## Excerpts from point annotation data
[START]
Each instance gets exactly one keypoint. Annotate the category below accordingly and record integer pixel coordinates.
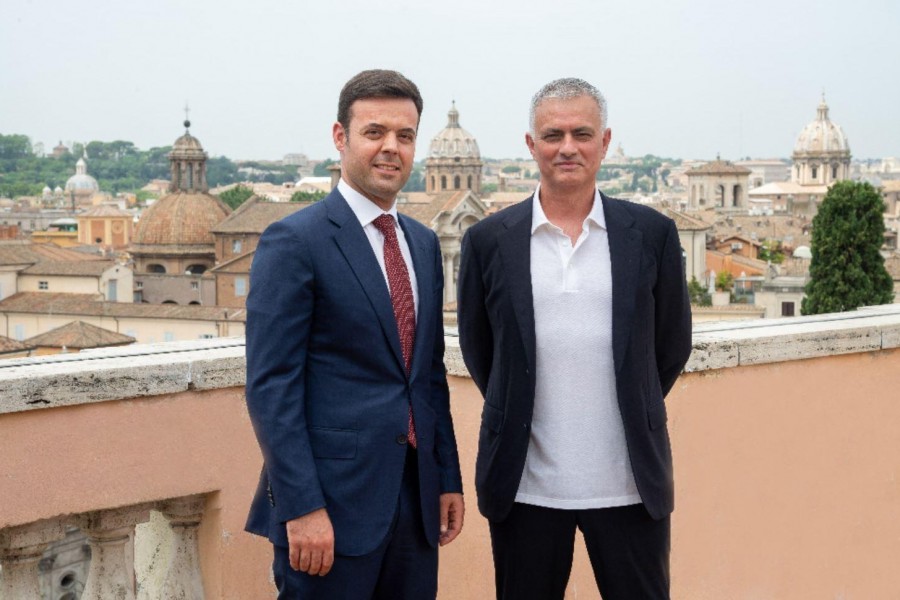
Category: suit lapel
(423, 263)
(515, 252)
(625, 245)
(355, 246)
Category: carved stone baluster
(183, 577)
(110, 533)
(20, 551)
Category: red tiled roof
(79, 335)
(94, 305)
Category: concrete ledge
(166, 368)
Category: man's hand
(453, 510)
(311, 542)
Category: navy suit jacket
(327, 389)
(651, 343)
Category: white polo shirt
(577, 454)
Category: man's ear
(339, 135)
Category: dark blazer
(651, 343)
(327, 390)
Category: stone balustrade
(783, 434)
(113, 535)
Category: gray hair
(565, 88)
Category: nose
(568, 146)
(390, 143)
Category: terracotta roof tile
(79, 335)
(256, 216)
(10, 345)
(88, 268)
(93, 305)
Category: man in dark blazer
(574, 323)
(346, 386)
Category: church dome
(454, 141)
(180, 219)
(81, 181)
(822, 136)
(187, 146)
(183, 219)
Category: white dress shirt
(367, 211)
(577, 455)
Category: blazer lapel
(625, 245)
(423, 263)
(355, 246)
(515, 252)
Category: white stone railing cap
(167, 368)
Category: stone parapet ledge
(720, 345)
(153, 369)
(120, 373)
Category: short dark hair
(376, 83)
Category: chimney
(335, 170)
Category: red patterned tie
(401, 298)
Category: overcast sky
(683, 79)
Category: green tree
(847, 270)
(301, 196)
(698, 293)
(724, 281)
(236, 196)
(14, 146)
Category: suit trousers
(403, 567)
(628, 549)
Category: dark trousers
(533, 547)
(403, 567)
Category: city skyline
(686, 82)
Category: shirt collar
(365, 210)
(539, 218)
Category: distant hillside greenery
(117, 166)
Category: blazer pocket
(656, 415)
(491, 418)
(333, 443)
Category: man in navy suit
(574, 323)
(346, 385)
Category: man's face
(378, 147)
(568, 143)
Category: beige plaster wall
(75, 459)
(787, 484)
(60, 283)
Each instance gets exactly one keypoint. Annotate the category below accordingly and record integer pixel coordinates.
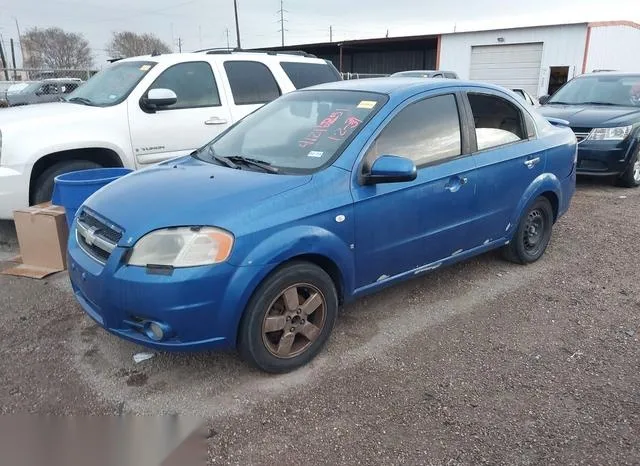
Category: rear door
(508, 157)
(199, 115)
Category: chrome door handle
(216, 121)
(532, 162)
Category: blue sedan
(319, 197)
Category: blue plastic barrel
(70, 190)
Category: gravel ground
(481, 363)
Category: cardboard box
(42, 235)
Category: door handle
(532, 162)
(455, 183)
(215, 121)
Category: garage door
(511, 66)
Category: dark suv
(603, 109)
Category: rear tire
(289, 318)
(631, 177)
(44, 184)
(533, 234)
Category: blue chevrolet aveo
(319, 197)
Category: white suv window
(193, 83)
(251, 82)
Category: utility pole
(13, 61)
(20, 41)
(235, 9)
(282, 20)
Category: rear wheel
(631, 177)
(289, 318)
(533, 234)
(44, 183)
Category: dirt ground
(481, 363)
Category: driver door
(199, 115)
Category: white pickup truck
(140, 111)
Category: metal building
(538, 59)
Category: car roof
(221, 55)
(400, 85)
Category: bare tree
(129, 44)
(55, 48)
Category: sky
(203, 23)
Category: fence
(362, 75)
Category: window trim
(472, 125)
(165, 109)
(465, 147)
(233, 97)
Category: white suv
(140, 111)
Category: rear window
[END]
## THE PROBLEM
Copy exactly the lines above, from the one containing "Category: door handle" through the very last line.

## THE SOLUTION
Category: door handle
(532, 162)
(455, 183)
(215, 121)
Category: garage door
(511, 66)
Category: dark suv
(603, 109)
Category: rear tire
(289, 318)
(631, 177)
(44, 184)
(533, 234)
Category: blue chevrolet aveo
(319, 197)
Category: white suv window
(193, 83)
(251, 82)
Category: utility pole
(13, 61)
(20, 41)
(235, 9)
(282, 20)
Category: rear wheel
(631, 177)
(289, 318)
(533, 234)
(44, 183)
Category: dirt ground
(481, 363)
Category: driver door
(199, 115)
Category: white pickup truck
(140, 111)
Category: metal building
(538, 59)
Category: car roof
(221, 55)
(400, 85)
Category: bare tree
(129, 44)
(55, 48)
Category: sky
(203, 23)
Category: fence
(362, 75)
Category: window trim
(472, 125)
(165, 109)
(465, 147)
(233, 97)
Category: white suv
(140, 111)
Category: rear window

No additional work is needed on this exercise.